▸ **What to work on**
Rewrite the records from the line with "User intent: tap on the cooking utensil." up to and including the line with "[409,0,436,9]", replacing "tap on" with "select" and leaving everything else unchanged.

▸ **Extracted information**
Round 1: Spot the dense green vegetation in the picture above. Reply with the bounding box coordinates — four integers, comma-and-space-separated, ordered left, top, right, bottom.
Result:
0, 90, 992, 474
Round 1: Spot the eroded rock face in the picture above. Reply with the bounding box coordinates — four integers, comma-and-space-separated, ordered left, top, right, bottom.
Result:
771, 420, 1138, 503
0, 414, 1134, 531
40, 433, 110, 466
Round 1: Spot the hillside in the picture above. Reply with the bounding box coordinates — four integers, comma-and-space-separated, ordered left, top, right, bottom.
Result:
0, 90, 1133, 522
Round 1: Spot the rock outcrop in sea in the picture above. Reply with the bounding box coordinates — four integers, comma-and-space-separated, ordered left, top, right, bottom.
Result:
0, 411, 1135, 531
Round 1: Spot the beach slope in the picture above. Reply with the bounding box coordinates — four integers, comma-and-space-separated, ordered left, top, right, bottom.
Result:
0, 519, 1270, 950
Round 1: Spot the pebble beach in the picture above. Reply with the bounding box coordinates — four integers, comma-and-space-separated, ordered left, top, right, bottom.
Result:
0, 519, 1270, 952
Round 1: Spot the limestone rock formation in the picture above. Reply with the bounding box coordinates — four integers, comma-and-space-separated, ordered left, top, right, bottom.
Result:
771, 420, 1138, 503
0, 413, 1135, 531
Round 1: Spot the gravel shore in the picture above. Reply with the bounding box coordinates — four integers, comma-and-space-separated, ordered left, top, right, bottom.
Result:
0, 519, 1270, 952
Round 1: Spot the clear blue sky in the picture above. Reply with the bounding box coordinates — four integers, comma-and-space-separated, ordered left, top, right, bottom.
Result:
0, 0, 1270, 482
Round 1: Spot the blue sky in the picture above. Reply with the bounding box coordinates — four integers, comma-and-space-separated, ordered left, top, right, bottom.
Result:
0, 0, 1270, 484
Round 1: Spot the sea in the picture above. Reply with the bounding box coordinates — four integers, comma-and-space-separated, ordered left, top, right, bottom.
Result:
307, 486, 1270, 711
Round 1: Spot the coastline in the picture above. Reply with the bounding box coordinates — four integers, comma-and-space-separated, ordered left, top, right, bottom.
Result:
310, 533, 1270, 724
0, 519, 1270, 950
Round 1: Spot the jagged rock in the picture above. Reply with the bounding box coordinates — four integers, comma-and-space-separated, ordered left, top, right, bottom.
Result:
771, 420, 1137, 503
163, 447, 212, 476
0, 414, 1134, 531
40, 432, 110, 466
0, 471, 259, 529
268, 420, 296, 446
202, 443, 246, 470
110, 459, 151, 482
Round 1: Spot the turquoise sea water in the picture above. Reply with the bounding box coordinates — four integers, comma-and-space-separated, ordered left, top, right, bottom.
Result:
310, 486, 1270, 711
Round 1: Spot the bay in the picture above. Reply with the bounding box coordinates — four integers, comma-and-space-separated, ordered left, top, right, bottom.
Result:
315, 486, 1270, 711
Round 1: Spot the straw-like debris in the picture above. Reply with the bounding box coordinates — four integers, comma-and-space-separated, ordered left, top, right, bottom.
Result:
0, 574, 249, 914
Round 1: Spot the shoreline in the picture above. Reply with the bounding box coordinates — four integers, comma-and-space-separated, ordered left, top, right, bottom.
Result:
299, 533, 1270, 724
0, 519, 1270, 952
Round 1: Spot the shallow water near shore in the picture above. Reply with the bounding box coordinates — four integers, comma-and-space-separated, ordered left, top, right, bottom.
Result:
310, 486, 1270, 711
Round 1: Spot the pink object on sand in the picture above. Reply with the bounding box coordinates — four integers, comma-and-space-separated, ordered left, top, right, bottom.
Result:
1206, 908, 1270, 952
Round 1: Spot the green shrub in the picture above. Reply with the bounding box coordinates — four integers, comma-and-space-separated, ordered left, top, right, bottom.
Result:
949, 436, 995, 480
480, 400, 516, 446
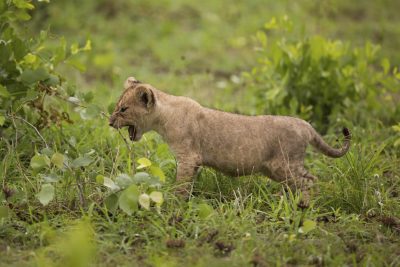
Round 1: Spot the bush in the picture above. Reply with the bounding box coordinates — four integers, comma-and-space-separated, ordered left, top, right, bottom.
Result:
245, 17, 400, 131
0, 0, 91, 136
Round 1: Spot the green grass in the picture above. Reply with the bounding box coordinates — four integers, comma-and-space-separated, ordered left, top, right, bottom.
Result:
0, 0, 400, 266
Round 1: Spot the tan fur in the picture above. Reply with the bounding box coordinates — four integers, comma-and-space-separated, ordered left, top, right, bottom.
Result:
110, 77, 350, 206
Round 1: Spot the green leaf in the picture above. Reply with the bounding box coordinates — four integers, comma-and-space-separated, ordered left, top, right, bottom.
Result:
40, 147, 54, 157
132, 172, 150, 184
0, 115, 6, 126
20, 68, 49, 85
136, 158, 151, 170
150, 191, 164, 205
150, 166, 165, 182
79, 104, 101, 120
197, 203, 214, 219
0, 206, 10, 221
118, 184, 139, 215
0, 84, 10, 97
103, 177, 120, 191
43, 173, 61, 183
299, 220, 317, 234
104, 194, 118, 212
51, 153, 64, 169
72, 156, 93, 168
36, 184, 54, 206
44, 74, 60, 86
115, 173, 133, 189
71, 43, 79, 55
13, 0, 35, 9
81, 40, 92, 51
31, 155, 50, 171
139, 193, 150, 210
13, 0, 35, 9
24, 53, 38, 64
66, 58, 86, 72
96, 174, 104, 184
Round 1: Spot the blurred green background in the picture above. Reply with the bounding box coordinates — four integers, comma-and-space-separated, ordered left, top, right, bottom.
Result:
0, 0, 400, 267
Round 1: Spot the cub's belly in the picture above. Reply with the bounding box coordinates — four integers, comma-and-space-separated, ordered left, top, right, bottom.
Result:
202, 140, 266, 176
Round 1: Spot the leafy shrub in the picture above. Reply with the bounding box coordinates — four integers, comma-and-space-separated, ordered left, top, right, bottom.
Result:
245, 17, 400, 131
0, 0, 91, 135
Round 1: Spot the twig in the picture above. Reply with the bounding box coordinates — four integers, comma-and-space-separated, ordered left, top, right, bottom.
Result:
7, 114, 49, 148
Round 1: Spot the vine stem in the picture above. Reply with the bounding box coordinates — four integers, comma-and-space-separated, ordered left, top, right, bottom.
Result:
7, 114, 49, 148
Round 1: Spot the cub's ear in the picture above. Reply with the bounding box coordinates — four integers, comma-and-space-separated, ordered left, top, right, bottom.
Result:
136, 86, 156, 108
124, 77, 140, 89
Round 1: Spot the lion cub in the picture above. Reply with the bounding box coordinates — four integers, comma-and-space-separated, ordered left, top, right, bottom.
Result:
110, 77, 351, 203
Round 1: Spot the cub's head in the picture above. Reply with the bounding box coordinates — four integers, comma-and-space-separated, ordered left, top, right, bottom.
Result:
110, 77, 156, 141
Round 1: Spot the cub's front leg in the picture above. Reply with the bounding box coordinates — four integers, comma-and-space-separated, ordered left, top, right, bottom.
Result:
175, 153, 200, 199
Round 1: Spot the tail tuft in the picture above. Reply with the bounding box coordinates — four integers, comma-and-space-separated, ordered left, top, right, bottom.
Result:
342, 127, 351, 140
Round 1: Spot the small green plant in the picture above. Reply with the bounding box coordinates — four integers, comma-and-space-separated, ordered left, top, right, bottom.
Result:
0, 0, 91, 136
392, 123, 400, 147
245, 17, 400, 132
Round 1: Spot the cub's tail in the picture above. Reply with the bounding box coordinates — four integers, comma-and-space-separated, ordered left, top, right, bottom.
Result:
310, 128, 351, 158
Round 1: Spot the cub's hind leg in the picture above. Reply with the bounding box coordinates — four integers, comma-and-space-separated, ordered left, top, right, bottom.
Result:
175, 153, 200, 199
266, 159, 317, 207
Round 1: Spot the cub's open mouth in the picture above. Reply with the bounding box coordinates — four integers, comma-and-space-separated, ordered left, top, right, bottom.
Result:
128, 125, 137, 142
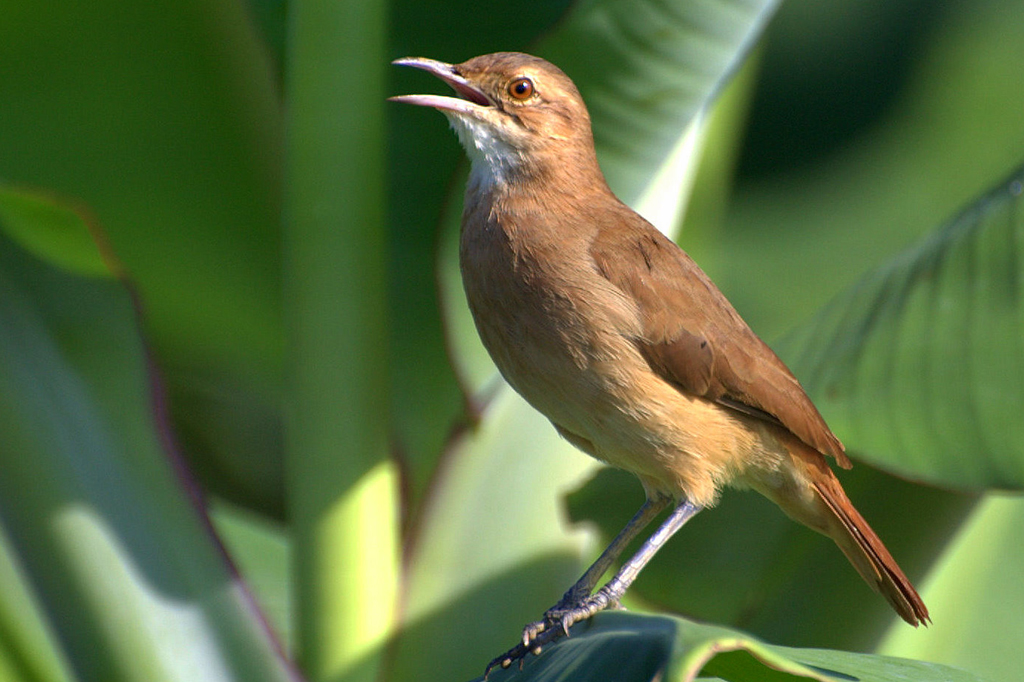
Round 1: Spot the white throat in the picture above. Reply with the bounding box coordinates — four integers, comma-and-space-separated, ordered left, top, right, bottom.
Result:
445, 112, 523, 189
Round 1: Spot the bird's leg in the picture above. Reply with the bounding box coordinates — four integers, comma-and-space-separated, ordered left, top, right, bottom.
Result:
544, 497, 670, 618
484, 499, 701, 678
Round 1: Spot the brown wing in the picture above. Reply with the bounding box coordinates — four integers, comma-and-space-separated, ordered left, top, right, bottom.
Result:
591, 207, 851, 468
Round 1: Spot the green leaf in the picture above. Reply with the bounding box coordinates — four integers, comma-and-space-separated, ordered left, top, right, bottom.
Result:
471, 612, 980, 682
0, 231, 294, 682
388, 386, 594, 682
779, 163, 1024, 489
284, 0, 400, 680
0, 185, 116, 276
879, 495, 1024, 682
0, 0, 284, 515
538, 0, 778, 204
569, 465, 974, 650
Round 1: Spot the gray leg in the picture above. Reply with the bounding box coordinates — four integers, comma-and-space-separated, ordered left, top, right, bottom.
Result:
483, 499, 701, 679
544, 498, 669, 610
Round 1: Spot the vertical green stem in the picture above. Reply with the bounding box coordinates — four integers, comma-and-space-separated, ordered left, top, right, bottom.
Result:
285, 0, 398, 681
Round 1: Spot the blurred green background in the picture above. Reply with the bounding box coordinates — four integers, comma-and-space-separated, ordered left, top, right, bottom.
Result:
0, 0, 1024, 681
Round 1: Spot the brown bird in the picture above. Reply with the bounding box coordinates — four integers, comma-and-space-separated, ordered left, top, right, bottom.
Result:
391, 52, 929, 671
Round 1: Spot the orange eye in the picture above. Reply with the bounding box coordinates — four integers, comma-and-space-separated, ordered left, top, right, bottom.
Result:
509, 78, 534, 100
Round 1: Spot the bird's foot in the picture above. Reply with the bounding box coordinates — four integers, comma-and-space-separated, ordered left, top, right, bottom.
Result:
483, 588, 618, 680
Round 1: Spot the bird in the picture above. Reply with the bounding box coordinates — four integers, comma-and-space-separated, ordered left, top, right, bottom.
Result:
389, 52, 930, 673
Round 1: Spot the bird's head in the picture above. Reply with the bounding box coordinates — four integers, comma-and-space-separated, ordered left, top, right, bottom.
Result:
390, 52, 596, 183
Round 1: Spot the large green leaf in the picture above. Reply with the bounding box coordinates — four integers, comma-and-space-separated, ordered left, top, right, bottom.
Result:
0, 0, 283, 514
389, 389, 593, 681
780, 163, 1024, 489
284, 0, 400, 680
471, 612, 980, 682
538, 0, 778, 204
879, 495, 1024, 682
0, 226, 298, 682
387, 0, 570, 505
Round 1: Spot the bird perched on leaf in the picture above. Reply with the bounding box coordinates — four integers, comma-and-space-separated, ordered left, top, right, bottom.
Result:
391, 52, 929, 671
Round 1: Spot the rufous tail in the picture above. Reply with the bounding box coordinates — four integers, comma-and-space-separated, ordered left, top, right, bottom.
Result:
796, 449, 931, 627
755, 437, 931, 627
814, 470, 930, 627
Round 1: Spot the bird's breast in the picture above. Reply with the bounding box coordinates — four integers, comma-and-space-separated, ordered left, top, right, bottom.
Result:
460, 204, 642, 433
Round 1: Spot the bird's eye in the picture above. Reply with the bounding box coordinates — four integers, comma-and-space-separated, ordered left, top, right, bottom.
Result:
509, 78, 534, 100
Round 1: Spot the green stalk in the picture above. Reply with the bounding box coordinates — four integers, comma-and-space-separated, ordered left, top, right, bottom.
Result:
285, 0, 398, 681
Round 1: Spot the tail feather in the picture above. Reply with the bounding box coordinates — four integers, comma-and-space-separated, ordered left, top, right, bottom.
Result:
814, 472, 931, 627
748, 433, 931, 627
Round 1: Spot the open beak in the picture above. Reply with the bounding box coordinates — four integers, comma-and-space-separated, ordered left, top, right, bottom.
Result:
388, 57, 495, 115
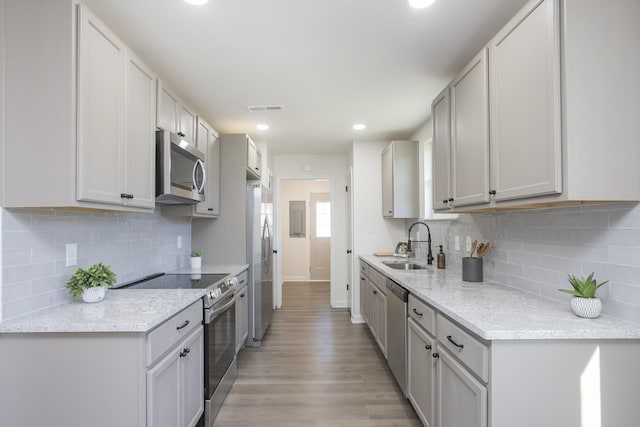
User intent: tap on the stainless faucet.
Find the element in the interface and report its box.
[407,221,433,265]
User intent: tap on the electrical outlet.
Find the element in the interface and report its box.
[65,243,78,267]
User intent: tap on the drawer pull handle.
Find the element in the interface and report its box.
[447,335,464,350]
[176,320,191,331]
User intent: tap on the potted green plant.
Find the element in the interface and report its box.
[191,250,202,269]
[558,273,609,319]
[65,262,116,302]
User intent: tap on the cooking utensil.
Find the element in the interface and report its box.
[469,240,478,258]
[476,242,490,258]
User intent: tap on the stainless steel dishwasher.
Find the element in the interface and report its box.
[387,279,409,396]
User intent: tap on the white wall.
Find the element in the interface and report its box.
[351,141,407,322]
[0,209,191,319]
[278,180,331,282]
[273,154,347,307]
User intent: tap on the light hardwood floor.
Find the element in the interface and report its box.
[214,282,422,427]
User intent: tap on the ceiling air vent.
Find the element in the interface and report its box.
[247,105,284,113]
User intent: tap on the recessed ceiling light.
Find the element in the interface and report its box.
[409,0,436,9]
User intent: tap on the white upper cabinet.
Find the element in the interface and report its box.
[431,86,453,210]
[450,49,489,206]
[78,7,126,204]
[382,141,420,218]
[156,79,197,146]
[432,0,640,212]
[489,0,562,201]
[2,0,156,212]
[124,51,156,208]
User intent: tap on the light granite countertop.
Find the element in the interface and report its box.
[360,255,640,340]
[0,289,205,333]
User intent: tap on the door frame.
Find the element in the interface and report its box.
[273,175,339,309]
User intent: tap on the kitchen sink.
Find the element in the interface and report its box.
[382,261,427,270]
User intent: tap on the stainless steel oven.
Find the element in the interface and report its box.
[204,292,236,427]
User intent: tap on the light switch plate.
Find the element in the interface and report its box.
[65,243,78,267]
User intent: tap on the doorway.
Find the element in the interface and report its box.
[279,179,332,290]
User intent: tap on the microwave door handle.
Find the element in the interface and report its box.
[191,159,207,193]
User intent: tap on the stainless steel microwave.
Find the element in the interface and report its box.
[156,130,207,205]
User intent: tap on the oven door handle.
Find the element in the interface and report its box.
[204,293,236,324]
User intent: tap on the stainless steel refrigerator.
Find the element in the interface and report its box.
[246,183,273,347]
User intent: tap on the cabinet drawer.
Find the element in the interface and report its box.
[436,314,489,383]
[147,300,202,366]
[360,261,369,276]
[408,295,436,336]
[236,271,249,289]
[369,268,387,295]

▸ **Exercise output**
User intent: select the cooking utensil.
Find the element in the interface and report its box.
[469,240,478,258]
[476,242,490,258]
User intent: select the stainless steel dishwasher.
Find the element in the interface and report its box.
[387,279,409,396]
User intent: select the white wall.
Find the element in the interface and report its box.
[351,141,407,322]
[0,209,191,319]
[278,180,331,282]
[273,154,347,307]
User intent: select the light hardwood floor.
Find the element in the interface and report its box.
[214,282,422,427]
User intent: select the ceiling air vent.
Find the element in the interface and report its box.
[247,105,284,113]
User intent: select the recessed ceiling light.
Find the element in the interface and report its box.
[409,0,436,9]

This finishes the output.